First, my thanks to the AHA and to Tony Grafton for recognizing the gravity of the crisis and setting up this session on short notice. This responsiveness contrasts with the honcho I know at the National History Center in Washington who floored me with his perception of the urgency of the jobs crisis by saying that this is definitely something that the AHA should look into—in 2013!
I want the AHA, and its sister organizations, like the Organization of American Historians, to work now, rapidly and effectively, for a new Works Progress Administration, as well as for increased funding for higher education, which is falling apart—consider as one example the University of California [For one of many accounts, see "State Cuts Fuel California Protests," Nature, December 8 2011. Anthony Grafton’s good piece, ""Our Universities: Why Are They Failing?" (New York Review of Books, November 24, 2011) nonetheless says hardly a word about the role of the collapse of public funding.] We need government funding for students and faculty, just as if this were a civilized country. The Thatcherite two-party consensus is at war with the very idea of public funding. Faculty are being cut, and young historians’ students lives are poor, brutish, and endlessly migratory as they travel across the country, trying to put together enough teaching gigs to live on. While we should of course rid ourselves of ancient hierarchies and snobberies about non-academic employment, as Tony Grafton and Jim Grossman have wisely proposed in articles in the AHA’s magazine, it’s a dead end to tell graduate students who can’t find work in academe to find it outside academe—where there are no jobs either. We need to create jobs, not to parsimoniously redistribute pieces of the shrinking pie. As Thomas Frank puts it in the December Harper’s, calling, as I do, for a new WPA ["More Government, Please!"] "if we are so concerned about job creation, why not just create jobs?" In advocating this, Frank joins growing ranks, including former Secretary of Labor Robert Reich in The Nation and others. A WPA: what an obvious idea!
I live in Manhattan, a few miles north of Zuccotti Park. For all of us, myself included, the Occupy movement has expanded our notion of the possible. But what is called "pragmatism" in the Obama era has infected the thinking of liberal intellectuals, among whom an updated version of End of Ideology pervades, with its dismissal of the obviously necessary as somehow utopian. "Now we are here," say Grafton and Grossman, and, "The reality is what it is." I hear in this echoes of Margaret Thatcher’s "There is No Alternative." Why accommodate to the unacceptable and accept the current banker-dictated immiseration as somehow necessary and god-given? It’s just dead wrong that the AHA should respond to a proposal for a WPA with archaic arguments that we should work "within an existing framework" and function only as a "clearinghouse." It’s working within existing frameworks that got us into the hole that we’re in, and we’re getting deeper and deeper into that hole. We’re losing a generation of historians. It’s time to say, "enough is enough; expand, don’t contract." Where will the money come from? Easy: tax the 1%, and corporate thieves like GE which pay zero corporate taxes. [For discussion, see the Atlantic, here.] We must get over what Wright Mills called "crackpot realism," see clearly what’s going on and think clearly about how to fix it. Don’t tell people who can’t find jobs in academe to look for other jobs outside academe that also don’t exist. It’s utopian, for instance, to urge them to find jobs in government unless we oppose the shrinking of government. Might as well tell them to look for jobs as Santa’s elves.

:: Data extract ::
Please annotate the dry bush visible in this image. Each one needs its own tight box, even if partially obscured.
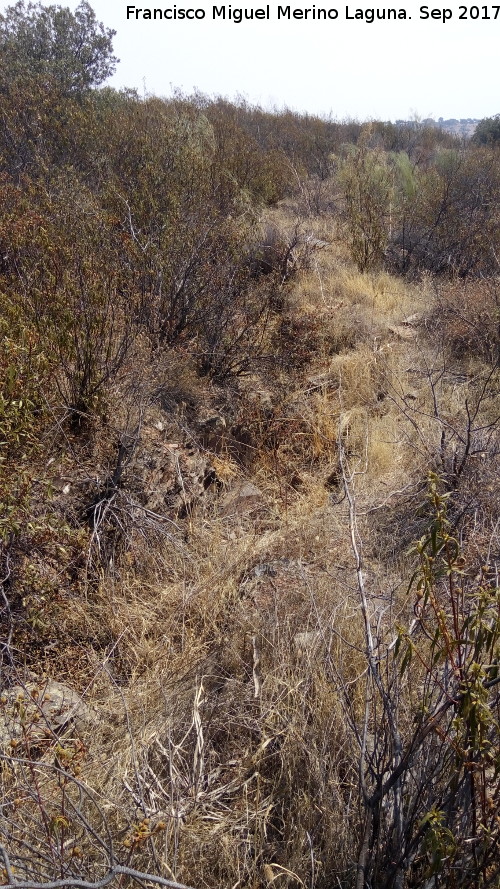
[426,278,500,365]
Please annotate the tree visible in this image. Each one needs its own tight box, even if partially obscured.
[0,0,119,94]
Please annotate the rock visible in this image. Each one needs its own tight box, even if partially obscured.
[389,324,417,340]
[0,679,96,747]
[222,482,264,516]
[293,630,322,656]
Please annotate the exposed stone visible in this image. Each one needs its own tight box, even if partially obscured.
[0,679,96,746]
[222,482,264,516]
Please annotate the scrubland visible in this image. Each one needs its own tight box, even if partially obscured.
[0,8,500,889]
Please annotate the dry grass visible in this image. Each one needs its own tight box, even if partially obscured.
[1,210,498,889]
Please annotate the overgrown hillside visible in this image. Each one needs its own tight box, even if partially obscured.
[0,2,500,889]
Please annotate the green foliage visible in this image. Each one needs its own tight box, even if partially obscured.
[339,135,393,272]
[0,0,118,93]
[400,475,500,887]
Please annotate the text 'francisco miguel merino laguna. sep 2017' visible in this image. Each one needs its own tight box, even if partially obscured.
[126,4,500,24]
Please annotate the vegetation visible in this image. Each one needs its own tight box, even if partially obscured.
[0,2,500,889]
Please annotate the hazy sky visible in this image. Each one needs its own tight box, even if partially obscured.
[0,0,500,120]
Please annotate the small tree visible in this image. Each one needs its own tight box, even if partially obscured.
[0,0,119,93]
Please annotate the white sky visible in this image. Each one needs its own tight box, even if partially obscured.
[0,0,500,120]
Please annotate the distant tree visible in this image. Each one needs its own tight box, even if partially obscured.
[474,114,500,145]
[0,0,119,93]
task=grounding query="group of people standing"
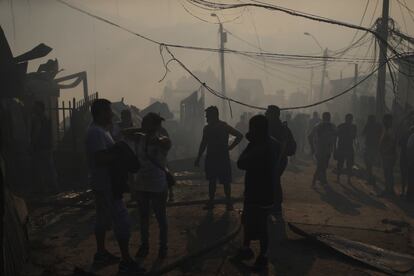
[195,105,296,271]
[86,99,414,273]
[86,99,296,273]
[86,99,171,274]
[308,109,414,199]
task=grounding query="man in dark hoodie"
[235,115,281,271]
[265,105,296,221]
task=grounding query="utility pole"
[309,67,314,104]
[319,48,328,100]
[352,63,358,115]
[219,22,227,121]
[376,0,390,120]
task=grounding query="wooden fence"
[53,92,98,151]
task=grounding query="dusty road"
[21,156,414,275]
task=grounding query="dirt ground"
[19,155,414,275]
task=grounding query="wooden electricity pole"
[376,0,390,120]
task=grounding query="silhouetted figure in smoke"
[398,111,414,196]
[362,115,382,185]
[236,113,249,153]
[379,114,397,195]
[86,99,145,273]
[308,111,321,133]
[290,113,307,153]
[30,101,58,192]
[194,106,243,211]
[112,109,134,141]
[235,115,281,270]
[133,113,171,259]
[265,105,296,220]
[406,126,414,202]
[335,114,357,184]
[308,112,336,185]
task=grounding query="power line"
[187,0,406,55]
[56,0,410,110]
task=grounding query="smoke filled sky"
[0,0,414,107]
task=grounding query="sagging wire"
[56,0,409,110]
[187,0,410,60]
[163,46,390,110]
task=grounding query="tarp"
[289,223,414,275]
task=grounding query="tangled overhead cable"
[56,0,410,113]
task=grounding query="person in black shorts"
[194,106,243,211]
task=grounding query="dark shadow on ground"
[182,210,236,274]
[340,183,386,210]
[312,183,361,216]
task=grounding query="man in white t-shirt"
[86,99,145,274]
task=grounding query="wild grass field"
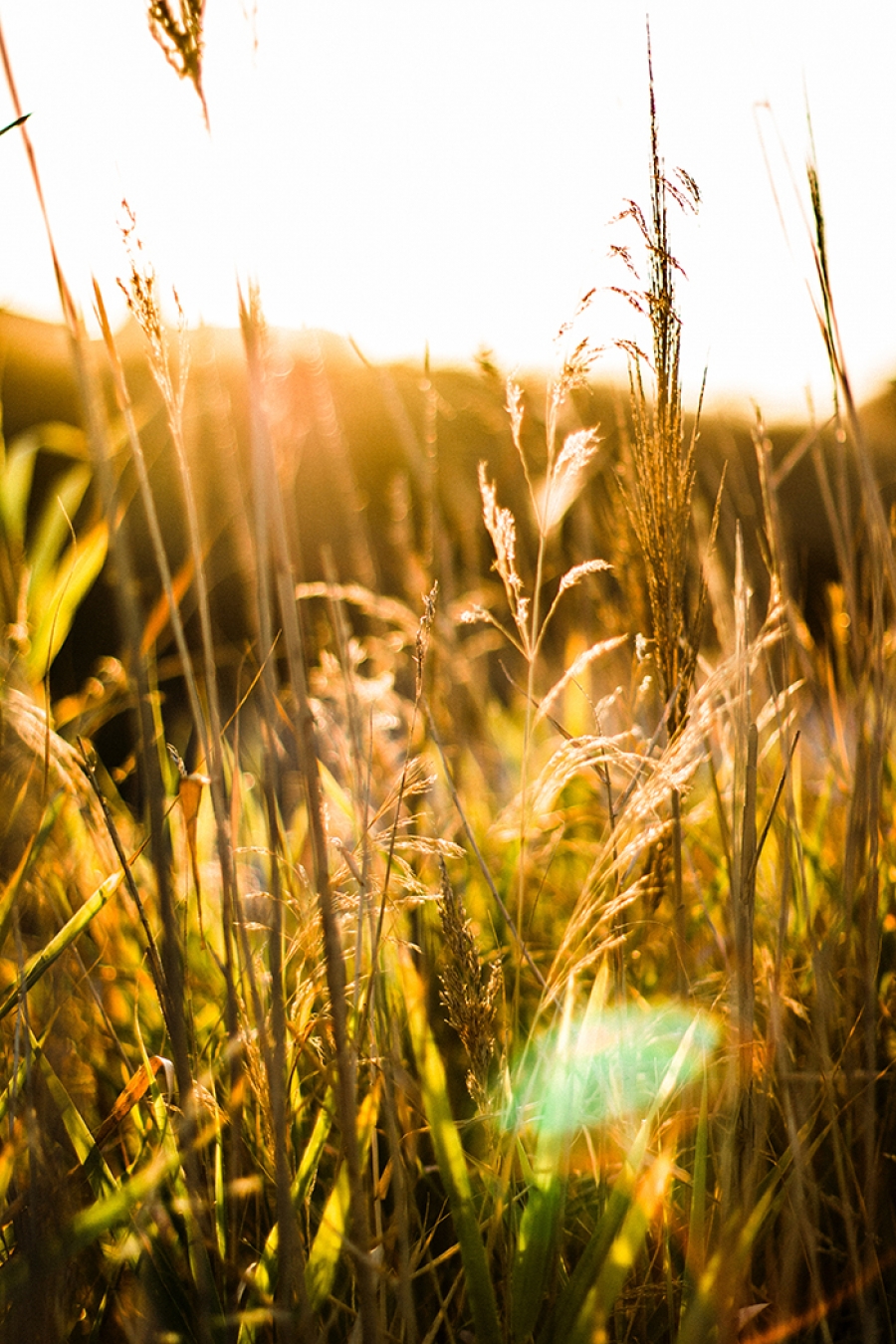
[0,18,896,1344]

* * *

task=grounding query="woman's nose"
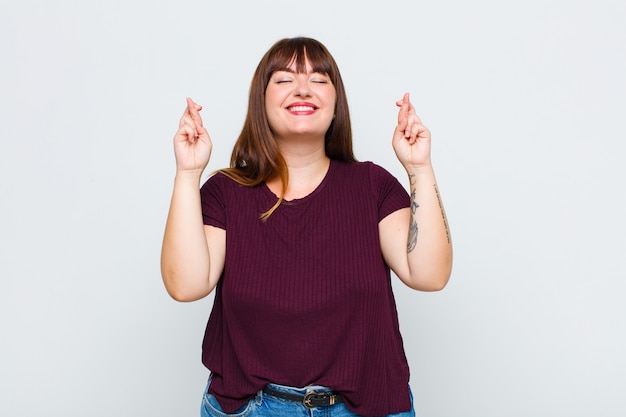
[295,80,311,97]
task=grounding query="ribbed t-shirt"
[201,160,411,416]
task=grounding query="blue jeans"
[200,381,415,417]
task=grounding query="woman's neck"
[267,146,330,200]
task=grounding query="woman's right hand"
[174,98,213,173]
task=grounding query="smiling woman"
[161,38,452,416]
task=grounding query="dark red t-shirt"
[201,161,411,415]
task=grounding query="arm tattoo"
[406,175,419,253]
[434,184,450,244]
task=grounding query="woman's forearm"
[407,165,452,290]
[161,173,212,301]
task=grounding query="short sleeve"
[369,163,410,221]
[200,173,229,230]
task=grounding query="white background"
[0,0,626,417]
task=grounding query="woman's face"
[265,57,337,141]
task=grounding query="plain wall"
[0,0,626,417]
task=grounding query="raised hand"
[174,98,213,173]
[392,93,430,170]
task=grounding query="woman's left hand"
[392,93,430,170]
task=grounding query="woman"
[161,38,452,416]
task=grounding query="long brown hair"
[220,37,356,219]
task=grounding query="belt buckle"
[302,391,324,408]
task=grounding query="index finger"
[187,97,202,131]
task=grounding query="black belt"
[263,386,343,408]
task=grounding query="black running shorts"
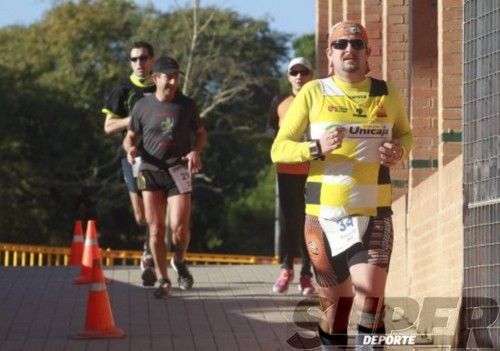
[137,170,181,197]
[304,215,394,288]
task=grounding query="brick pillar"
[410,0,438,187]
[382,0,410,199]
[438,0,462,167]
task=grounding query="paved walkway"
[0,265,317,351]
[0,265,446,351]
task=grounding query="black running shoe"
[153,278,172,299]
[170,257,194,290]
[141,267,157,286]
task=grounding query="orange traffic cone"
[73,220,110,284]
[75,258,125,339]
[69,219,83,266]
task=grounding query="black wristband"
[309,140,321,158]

:: What the task requires ::
Copy verbatim the portion of the talk on the jobs crisis for historians that opens with the words containing "First, my thanks" and closes with "look into—in 2013!".

:: Result of the task ::
First, my thanks to the AHA and to Tony Grafton for recognizing the gravity of the crisis and setting up this session on short notice. This responsiveness contrasts with the honcho I know at the National History Center in Washington who floored me with his perception of the urgency of the jobs crisis by saying that this is definitely something that the AHA should look into—in 2013!